- _Actions to take_
a. Print everything from "So Patrick 007" down to "hope springing eternal." in the passage below about selling paintings in Sullivan Park, word for word.
b. Pick up the memoir passage about painting and selling art in Sullivan Park, given below ahead of the material, and continue it from its last words.

Watch and see if I had any clients, if I sold anything? What
were my paintings like? And so on......
So Patrick 007 ambled over to Sullivan
Park from his splendid house in Calle Tabasco one Sunday. He
sat on my client bench for several hours, eyeing the activity
down his nose and causing my clients to write their checks standing
up. I couldn't help but notice him; he had a diamond stickpin
in his ascot at ten-thirty in the morning. The little army of
shoe-shine boys stood around him admiringly, and he had already
allowed two of them to polish his spotless shoes. I thought,
he must be an art-lover, hope springing eternal.
Sullivan Park's "Jardin del Arte"
was my lifeline. It was the only place in Mexico that foreigners
were allowed to display and sell their art, and, most importantly,
tax-free. I was the only Gringa. It was very hard to get into
because over the years the directors had accepted just about
anybody to swell their ranks and fill the spacious park with
artists and easels to attract the tourists. Good and bad paintings
seemed to sell in the same numbers. There was truly a painting
for everyone...but some cost a lot more than others. Sullivan
Park now had over three hundred artists, most of them pretty
bad. Over the years they had gotten a lot of bad press and harsh
criticism from the collectors who prowled the park every Sunday,
so they got very selective in their new entrance applications.
They had to.
After the Cuban Revolution, when half of
the Cuban refugees came to Mexico on Student Visas, [the half
that didn't go to Miami], Mexico canceled their Student Visa
policy and made them all get FM-2 books. That meant me too, that's
how I had snuck in. Lots of the Cubans left Mexico for Miami
at that point because they couldn't meet the stiff financial
requirements. I went into Sullivan Park.
Every Sunday, I showed up in Mexico City
in a bus from Cuernavaca, about eight o'clock in the morning.
Federico was under one arm, forty paintings, tied together, were
under my other arm. My chair and umbrella [for some shade] dangled
from various parts of my body. I never drove a car in Mexico
in those days because I was an illegal and couldn't get a license.
Federico and I were usually back in our bus, bound for Cuernavaca,
by one o'clock in the afternoon, paintings all sold.
Although I was in no way a starving artist,
I had learned to live very quietly and unobtrusively in my role
of reverse wetback. I signed my work "Maria Elena"

- _Recorded information_
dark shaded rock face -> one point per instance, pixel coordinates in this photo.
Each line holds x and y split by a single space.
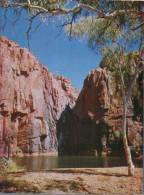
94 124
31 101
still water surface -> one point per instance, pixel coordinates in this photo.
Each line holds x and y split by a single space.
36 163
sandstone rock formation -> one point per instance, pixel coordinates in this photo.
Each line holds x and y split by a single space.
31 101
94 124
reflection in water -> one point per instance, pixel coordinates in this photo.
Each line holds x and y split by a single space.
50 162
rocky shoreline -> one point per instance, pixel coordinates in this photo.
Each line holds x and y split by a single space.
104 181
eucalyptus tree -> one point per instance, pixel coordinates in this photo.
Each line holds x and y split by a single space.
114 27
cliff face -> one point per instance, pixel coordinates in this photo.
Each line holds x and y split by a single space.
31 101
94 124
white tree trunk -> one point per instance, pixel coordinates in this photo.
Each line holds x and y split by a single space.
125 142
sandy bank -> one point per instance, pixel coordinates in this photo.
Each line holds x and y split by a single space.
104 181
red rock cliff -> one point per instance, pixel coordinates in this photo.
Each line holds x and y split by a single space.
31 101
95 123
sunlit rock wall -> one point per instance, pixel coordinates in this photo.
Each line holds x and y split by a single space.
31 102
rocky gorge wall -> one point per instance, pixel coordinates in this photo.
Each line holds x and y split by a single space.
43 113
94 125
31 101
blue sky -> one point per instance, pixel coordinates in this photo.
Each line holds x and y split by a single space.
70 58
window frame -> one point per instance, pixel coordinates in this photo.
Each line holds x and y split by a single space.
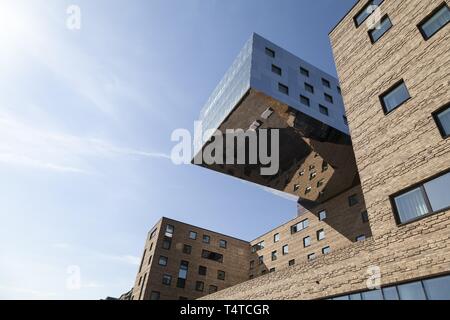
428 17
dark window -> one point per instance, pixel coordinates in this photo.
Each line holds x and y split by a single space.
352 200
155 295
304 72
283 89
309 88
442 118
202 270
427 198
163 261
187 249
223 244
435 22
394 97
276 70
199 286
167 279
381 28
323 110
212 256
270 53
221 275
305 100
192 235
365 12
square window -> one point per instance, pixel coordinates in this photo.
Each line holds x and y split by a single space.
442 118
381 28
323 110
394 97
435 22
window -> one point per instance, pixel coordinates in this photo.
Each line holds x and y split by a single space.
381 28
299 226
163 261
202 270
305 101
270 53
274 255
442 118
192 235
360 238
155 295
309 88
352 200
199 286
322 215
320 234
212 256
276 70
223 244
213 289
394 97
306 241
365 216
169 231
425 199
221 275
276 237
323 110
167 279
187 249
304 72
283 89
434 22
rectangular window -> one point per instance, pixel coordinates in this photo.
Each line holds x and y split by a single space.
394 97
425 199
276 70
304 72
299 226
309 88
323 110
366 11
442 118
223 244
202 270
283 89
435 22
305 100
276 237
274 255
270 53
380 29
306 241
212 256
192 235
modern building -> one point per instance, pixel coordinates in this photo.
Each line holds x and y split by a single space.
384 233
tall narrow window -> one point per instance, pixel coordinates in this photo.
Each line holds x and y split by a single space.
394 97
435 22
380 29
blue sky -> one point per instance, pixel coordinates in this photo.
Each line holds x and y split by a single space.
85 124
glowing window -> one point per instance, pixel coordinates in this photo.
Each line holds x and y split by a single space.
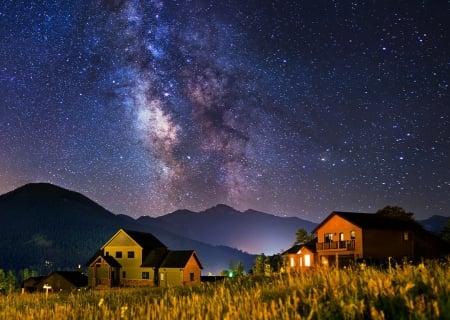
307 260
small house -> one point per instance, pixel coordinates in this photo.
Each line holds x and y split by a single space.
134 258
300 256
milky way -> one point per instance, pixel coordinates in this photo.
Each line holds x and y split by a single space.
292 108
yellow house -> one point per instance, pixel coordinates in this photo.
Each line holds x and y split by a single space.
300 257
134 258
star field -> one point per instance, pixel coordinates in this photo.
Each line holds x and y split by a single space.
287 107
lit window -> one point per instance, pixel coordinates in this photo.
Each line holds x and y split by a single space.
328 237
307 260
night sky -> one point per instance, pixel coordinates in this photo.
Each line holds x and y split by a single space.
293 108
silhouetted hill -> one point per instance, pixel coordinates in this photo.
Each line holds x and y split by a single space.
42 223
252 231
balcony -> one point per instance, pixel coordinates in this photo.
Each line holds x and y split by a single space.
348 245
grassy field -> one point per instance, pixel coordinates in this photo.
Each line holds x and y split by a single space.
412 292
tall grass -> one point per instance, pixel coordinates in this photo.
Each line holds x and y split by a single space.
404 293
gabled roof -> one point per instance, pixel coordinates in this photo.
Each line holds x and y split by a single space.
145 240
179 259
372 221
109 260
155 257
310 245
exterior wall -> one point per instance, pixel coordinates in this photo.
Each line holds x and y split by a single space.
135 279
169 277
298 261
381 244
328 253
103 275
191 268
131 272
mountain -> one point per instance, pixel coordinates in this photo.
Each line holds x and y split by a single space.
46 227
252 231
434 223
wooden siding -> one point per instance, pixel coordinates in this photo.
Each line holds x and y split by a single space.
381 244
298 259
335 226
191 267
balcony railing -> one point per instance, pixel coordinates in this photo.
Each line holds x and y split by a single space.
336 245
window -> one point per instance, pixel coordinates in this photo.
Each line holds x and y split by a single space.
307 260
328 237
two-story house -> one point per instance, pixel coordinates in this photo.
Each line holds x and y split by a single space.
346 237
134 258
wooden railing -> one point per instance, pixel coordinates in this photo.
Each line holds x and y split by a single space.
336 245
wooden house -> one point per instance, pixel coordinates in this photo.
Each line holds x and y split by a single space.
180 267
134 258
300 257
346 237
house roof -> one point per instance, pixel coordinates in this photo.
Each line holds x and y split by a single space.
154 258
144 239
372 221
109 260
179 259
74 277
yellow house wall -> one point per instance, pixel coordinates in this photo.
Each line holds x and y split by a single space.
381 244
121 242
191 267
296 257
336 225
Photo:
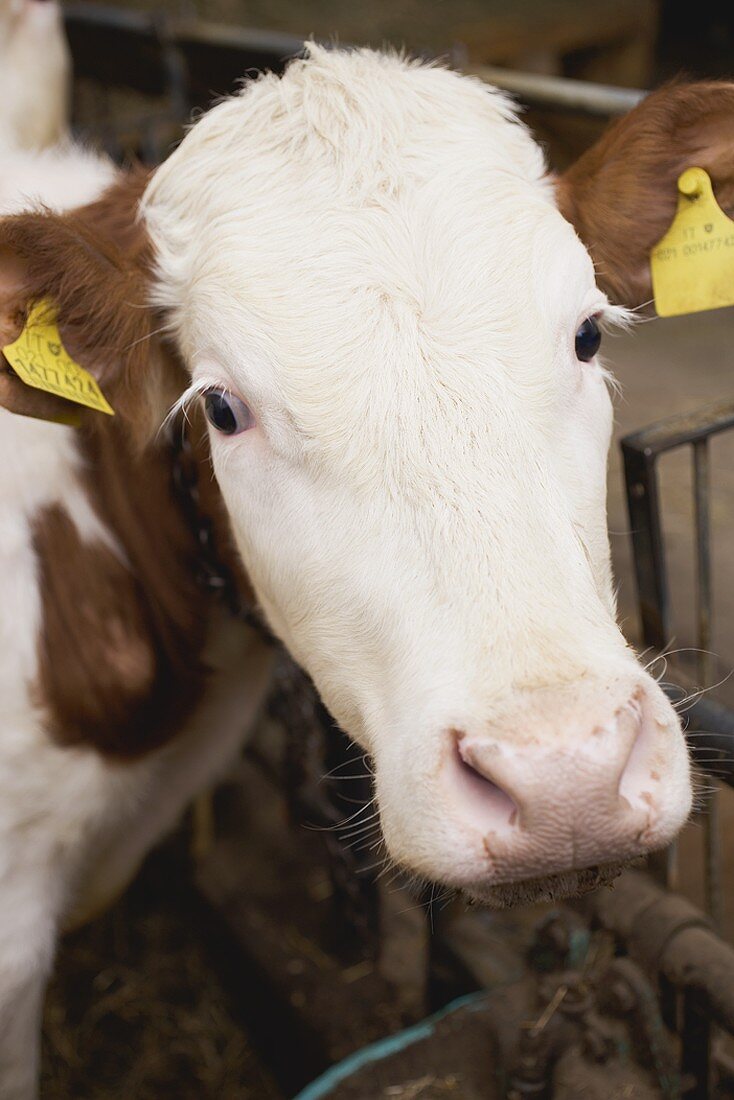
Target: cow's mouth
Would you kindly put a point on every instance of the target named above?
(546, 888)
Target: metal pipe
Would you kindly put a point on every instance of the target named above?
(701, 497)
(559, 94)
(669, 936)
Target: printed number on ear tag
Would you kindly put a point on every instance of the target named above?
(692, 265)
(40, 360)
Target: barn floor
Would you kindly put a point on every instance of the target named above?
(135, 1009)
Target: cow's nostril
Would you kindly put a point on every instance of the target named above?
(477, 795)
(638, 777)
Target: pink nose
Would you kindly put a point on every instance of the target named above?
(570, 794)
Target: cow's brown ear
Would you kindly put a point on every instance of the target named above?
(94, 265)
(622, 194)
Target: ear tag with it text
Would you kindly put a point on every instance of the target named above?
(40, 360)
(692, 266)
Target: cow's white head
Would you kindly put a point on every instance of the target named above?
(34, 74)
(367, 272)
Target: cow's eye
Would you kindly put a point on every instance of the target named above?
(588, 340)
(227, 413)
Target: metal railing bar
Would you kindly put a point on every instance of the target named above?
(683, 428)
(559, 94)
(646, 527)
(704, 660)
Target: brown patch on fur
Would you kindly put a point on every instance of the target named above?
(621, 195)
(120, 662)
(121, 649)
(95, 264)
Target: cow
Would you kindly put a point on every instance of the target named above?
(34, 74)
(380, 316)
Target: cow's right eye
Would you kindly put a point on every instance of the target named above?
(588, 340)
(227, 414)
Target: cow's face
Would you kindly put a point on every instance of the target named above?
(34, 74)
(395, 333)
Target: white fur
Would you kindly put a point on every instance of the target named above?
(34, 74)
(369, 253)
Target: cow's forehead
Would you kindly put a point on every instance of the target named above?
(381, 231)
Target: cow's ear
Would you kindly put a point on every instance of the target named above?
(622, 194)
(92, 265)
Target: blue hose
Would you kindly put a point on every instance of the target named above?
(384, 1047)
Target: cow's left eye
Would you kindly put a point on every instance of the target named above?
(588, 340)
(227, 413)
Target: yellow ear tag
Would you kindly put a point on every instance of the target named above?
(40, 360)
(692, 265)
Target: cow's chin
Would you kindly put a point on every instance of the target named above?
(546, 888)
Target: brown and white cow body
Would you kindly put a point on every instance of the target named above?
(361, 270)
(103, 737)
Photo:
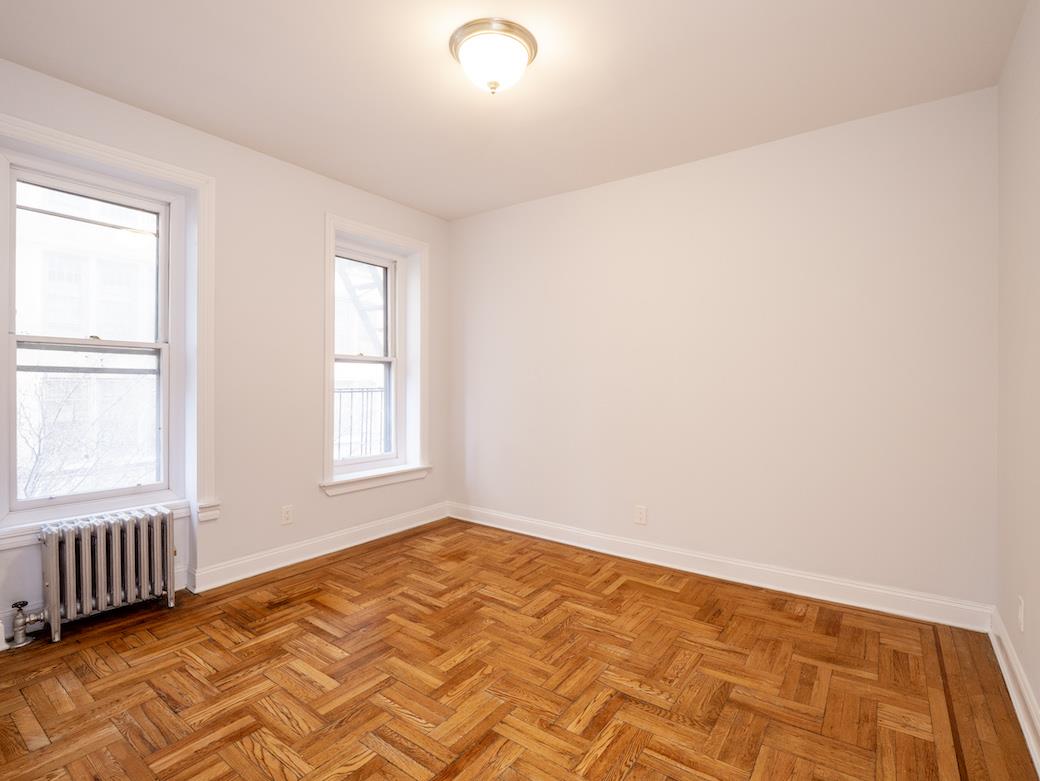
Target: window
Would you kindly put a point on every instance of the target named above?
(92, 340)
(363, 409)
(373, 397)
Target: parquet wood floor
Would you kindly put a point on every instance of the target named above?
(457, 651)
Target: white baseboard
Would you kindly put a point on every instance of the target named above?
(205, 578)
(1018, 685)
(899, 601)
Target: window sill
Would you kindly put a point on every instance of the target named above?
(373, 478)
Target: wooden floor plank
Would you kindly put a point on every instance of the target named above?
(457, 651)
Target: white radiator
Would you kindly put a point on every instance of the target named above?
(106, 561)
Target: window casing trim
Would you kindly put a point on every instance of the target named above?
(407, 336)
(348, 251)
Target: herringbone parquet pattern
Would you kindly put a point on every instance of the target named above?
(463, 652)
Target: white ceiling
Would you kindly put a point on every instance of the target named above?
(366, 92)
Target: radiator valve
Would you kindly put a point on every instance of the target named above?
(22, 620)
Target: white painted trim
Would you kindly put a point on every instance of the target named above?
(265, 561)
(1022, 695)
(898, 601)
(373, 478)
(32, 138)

- _Final answers_
a.
So Patrick 007 ambled over to Sullivan
Park from his splendid house in Calle Tabasco one Sunday. He
sat on my client bench for several hours, eyeing the activity
down his nose and causing my clients to write their checks standing
up. I couldn't help but notice him; he had a diamond stickpin
in his ascot at ten-thirty in the morning. The little army of
shoe-shine boys stood around him admiringly, and he had already
allowed two of them to polish his spotless shoes. I thought,
he must be an art-lover, hope springing eternal.

b.
[instead of Mary Ellin], hoping to confuse Inmigracion if they
ever stooped to investigating foreign artists. Every week, I
worked on my crop of forty paintings, never coming out of the
woodwork except on my Sullivan Sundays. It took me twenty-two
years to get my FM-2 book and become legal. I thought I would
die of happiness. I was in Sullivan Park only a few years, but
my gratitude remains for its haven in the first few years of
"Maria Elena", and for all the painters and clients
who had become good friends.
Little did I know that this fine looking
gentleman with the stickpin would become one of them. Just before
I started up to go, he introduced himself. "THE Patrick
Dennis?", I gasped. I knew immediately that he had been
sent as Super Spy from my mother. Thank God he had seen my paintings
being gobbled up and could report back favorably. Thank God Federico
was nattily dressed in miniature bell bottoms, his face washed.
He had spent most of his morning sitting on the other end of
the client bench, watching the shoe-shine boys watch Patrick.
Patrick was all charm. He and my mother
had been gossiping and drinking buddies for many years, in the
theatre and out. I had heard much about him , overheard, really,
since my stepfather thought he was one of my mother's more disgraceful
friends, but I had never laid eyes on him. I thought he lived
in Southampton, or surely in New York, watching over his various
"Auntie Mame" productions and signing autographs. Amazingly,
he lived less than a mile away, in Mexico City.
He confessed his spy activities and asked
my pardon. I knew he wouldn't dream of not obeying Mother or
Nina. He admired Federico. He said he loved my pictures and did
I have any others, but larger? I said, yes, but I lived in Cuernavaca
and couldn't manage them with Federico, and my maid Maria absolutely
refused to work Sundays. I babbled on. Patrick asked if he could
come to my house to see them? Now? So he called his houseman
to bring the car around and Federico, Patrick and I all went
home to Cuernavaca in style.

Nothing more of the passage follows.